#### [EXCERPT]
▼

Beijing's flexibility and openness amid a surge of individual initiative to respond in the quake crisis signals a new dynamic, the Los Angeles Times said on Saturday.
"The China that emerged from the wreckage of Monday's magnitude7.9 earthquake in Sichuan province looked surprisingly modern, flexible and if not democratic, at least open," the paper said. "It has admitted foreign rescue experts into the disaster area and tolerated reporting by a more aggressive news media."
"The leadership has appeared more responsive to the public, and the public in turn reacted with an outpouring of individual initiative to help out," the paper noted.
The paper praised Chinese leaders -- Premier Wen Jiabao and President Hu Jintao -- for going to the stricken areas to show support for victims.
"The trip appeared to go beyond the formulaic photo opportunity. It suggested a growing recognition by the government that public opinion matters and that the people should know what their leaders are doing, particularly in times of crisis. Instead of ordering people, the government is guiding them in a manner befitting a modern 21st century state," said the paper.

▲

[Saved entries]
▼

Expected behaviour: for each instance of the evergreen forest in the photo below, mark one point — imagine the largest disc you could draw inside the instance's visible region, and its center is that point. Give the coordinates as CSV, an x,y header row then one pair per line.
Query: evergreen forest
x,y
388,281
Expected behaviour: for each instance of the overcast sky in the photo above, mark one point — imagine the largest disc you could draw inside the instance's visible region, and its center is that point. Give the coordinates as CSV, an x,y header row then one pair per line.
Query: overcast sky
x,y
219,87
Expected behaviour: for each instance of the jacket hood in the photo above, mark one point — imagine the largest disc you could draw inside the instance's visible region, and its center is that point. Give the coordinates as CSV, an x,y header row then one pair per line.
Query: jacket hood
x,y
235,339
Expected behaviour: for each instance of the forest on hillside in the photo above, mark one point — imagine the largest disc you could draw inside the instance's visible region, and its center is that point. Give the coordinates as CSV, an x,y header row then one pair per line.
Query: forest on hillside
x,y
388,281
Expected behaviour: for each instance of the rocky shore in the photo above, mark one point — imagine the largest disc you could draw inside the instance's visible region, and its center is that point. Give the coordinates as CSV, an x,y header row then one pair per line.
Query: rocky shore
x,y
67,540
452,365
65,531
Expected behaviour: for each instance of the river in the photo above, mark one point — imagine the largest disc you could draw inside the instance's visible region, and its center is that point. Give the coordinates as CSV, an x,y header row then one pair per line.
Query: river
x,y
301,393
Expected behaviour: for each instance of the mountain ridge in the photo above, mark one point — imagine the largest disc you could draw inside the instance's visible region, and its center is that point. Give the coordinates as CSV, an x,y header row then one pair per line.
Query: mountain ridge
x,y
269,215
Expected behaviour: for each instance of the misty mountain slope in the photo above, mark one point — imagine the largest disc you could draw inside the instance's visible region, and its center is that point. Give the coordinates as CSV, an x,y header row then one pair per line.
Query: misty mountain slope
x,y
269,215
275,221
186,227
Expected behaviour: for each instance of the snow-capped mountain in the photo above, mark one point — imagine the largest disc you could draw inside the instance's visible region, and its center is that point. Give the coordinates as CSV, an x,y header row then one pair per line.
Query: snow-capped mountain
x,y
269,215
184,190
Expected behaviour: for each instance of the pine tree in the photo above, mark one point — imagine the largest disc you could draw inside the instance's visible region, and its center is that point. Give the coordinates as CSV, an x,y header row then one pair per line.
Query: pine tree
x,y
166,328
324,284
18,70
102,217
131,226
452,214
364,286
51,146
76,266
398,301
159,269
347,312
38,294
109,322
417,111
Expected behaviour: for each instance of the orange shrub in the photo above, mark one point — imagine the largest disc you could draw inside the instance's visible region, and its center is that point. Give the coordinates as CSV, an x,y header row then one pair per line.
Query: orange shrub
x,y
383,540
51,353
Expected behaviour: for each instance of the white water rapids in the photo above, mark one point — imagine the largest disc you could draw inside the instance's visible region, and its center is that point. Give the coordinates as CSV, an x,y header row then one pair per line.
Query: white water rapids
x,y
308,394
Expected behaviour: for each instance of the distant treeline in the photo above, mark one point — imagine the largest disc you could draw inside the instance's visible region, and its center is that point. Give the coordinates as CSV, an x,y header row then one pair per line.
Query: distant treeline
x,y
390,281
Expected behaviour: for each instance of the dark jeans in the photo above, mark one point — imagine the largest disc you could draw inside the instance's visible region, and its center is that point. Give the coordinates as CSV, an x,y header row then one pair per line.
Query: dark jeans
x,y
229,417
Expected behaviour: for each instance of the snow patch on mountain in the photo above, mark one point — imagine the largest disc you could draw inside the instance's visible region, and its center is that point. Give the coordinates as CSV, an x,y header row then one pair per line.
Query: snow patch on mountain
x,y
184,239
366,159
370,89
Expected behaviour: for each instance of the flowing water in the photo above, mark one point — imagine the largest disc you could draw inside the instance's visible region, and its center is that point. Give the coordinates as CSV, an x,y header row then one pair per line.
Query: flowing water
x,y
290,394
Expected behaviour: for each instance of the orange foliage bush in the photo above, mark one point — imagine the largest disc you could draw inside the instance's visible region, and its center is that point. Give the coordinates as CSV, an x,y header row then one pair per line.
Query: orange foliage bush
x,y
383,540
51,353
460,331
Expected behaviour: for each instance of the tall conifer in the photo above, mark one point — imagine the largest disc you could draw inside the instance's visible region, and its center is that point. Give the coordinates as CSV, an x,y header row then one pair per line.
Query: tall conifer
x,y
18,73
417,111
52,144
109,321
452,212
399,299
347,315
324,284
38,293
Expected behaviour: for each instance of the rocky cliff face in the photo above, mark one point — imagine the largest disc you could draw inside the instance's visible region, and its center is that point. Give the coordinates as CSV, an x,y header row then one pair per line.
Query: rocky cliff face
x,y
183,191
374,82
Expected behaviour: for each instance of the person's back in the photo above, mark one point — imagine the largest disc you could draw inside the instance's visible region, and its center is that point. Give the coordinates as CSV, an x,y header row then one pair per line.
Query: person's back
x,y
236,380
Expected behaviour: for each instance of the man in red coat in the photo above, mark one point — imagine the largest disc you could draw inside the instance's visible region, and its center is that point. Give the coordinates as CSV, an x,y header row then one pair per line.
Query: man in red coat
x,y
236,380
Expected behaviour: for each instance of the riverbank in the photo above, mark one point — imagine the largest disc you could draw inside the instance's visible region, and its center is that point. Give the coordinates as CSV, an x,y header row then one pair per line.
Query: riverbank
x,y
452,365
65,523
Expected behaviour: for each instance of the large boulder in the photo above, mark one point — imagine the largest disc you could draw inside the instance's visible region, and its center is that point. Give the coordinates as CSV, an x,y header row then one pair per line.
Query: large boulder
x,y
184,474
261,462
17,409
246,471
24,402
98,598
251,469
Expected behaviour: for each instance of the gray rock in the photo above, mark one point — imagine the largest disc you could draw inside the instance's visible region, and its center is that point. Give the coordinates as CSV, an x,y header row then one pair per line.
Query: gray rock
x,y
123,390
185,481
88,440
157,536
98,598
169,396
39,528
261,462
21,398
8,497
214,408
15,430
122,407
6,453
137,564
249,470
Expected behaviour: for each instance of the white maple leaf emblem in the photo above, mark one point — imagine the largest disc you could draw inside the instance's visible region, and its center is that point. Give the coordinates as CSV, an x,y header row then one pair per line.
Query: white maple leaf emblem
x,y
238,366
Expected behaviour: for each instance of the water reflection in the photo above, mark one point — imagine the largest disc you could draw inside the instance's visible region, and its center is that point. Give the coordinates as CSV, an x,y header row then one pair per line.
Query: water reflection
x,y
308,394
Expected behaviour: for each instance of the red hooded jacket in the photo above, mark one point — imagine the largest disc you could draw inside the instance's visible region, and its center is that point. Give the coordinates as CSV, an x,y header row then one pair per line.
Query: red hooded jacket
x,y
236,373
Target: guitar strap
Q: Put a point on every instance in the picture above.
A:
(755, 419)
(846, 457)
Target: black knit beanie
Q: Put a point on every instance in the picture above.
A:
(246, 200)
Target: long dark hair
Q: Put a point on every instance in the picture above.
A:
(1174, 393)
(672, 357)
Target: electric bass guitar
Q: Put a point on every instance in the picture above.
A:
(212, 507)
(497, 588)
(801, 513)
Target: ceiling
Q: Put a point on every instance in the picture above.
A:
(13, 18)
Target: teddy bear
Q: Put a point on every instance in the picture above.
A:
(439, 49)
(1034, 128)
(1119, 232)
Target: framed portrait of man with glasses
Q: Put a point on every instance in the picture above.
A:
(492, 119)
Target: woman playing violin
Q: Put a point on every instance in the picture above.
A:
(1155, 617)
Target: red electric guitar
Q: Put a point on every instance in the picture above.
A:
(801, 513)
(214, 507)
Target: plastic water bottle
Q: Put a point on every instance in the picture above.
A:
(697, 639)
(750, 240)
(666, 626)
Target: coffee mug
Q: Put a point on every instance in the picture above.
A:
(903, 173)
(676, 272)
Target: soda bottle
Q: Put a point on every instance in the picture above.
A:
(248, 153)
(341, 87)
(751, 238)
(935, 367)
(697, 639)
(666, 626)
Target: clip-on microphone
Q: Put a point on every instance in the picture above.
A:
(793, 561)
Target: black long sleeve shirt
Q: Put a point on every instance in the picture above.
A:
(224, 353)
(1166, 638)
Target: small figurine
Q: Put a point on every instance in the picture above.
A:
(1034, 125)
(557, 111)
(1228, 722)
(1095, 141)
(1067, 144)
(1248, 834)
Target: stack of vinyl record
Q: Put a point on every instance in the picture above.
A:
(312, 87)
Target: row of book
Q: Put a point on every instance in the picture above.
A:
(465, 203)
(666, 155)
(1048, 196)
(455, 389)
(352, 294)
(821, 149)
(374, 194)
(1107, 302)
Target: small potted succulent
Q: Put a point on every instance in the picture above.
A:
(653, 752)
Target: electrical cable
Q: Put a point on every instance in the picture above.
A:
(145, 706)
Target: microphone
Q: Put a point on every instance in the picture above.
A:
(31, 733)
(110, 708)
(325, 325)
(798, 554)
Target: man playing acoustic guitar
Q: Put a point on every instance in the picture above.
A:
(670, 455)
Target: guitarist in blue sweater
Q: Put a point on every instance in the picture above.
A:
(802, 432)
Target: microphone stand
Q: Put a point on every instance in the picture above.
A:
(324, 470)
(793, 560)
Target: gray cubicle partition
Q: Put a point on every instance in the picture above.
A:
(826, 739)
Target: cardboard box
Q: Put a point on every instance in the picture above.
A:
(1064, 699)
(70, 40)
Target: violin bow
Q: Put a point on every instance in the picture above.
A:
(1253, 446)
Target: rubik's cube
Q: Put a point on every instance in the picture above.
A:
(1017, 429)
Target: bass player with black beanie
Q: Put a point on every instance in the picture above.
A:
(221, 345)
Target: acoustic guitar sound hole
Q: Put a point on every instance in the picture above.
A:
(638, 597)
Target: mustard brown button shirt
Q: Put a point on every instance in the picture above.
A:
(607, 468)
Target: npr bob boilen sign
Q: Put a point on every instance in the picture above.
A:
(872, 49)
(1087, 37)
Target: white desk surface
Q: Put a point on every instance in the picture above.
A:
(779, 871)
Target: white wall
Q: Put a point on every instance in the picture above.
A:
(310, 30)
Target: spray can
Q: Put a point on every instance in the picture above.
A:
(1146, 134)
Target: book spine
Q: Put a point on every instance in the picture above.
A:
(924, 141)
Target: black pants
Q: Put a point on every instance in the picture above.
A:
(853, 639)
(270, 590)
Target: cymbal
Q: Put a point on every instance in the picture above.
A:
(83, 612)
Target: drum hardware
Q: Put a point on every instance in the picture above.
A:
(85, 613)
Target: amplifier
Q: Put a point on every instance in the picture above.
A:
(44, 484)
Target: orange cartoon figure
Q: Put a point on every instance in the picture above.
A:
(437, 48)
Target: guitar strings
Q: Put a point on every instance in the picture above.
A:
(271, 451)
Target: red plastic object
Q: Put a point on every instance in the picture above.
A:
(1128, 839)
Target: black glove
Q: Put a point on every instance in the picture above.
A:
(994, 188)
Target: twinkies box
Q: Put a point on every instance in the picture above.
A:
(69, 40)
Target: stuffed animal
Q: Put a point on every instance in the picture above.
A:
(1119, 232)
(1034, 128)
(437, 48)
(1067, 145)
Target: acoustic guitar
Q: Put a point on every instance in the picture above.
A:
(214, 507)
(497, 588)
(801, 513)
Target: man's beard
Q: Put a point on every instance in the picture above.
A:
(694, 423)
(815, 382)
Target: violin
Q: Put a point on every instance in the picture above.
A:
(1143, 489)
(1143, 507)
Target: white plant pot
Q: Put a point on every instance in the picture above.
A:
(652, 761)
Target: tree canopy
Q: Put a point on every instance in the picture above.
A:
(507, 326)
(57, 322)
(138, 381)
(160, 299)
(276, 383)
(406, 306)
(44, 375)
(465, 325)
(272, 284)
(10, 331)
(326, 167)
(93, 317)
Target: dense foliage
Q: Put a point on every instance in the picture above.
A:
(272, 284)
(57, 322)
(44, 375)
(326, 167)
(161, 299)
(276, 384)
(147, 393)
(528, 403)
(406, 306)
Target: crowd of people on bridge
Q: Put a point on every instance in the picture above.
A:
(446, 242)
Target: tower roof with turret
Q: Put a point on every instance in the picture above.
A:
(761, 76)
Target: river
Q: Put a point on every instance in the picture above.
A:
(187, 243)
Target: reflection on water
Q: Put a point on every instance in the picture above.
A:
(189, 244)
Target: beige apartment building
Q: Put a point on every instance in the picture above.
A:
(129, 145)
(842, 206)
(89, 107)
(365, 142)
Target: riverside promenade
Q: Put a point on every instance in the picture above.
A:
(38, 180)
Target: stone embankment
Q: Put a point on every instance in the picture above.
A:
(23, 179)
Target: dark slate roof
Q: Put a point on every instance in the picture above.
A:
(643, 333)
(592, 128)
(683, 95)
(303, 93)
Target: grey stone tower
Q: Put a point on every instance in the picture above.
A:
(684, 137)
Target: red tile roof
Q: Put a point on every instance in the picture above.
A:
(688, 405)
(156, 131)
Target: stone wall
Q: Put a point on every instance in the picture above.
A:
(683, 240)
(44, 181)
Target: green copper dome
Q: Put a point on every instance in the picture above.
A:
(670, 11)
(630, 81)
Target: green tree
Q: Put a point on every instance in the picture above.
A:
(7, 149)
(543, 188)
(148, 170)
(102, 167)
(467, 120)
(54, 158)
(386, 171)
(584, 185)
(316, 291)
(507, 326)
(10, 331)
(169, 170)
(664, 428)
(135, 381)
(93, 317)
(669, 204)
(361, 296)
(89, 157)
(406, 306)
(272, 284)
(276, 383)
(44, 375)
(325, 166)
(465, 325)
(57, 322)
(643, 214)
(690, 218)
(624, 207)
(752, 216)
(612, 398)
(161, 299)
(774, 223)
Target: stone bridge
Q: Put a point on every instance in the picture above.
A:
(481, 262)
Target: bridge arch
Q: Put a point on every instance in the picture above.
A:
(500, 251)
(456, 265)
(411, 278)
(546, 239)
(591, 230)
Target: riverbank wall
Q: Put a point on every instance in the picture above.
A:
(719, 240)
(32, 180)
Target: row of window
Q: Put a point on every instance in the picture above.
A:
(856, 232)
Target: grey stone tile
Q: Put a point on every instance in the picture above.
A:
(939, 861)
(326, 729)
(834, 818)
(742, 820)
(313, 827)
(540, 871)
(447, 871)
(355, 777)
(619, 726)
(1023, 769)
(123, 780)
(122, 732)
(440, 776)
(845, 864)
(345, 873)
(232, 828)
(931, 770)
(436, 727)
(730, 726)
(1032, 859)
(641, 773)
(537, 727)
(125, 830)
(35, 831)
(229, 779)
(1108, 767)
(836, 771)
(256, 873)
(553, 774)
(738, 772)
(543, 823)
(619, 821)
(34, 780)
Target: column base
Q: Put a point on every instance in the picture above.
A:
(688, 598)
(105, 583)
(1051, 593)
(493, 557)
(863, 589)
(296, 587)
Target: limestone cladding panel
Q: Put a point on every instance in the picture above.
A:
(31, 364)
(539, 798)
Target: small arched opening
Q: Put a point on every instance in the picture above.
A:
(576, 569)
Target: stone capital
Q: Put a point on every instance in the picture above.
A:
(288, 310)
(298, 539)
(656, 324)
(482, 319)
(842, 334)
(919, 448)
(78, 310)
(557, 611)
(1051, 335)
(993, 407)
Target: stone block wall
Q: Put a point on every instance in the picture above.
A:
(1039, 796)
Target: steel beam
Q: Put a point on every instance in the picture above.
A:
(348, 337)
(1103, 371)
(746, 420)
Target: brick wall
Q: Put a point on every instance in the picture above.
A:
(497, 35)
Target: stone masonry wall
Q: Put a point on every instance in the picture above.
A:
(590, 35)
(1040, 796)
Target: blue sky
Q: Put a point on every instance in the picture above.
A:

▲

#### [ASSIGNMENT]
Continue the news article about the Los Angeles Times's view of China's response to the Sichuan earthquake, picking up after its final sentence.

#### [SOLVED EXERCISE]
The Chinese government "is changing its ruling ideology to become more people-oriented," the paper quoted a professor at Beijing University as saying.
"The Chinese people too have been intimately a part of the tragedy that has been brought into many of their homes through 24-hour television coverage. They've cheered together when children were rescued from under the rubble; more often they have cried when the dead were carried out," said the paper.
Within 72 hours after the earthquake, Chinese individuals and companies had raised nearly 200 million dollars, and in almost every neighborhood of Beijing, volunteers were seen collecting money.
"Seeing disaster in their country, their every impulse is to head out to the scene with blankets, food, medicine and drinking water," said the paper.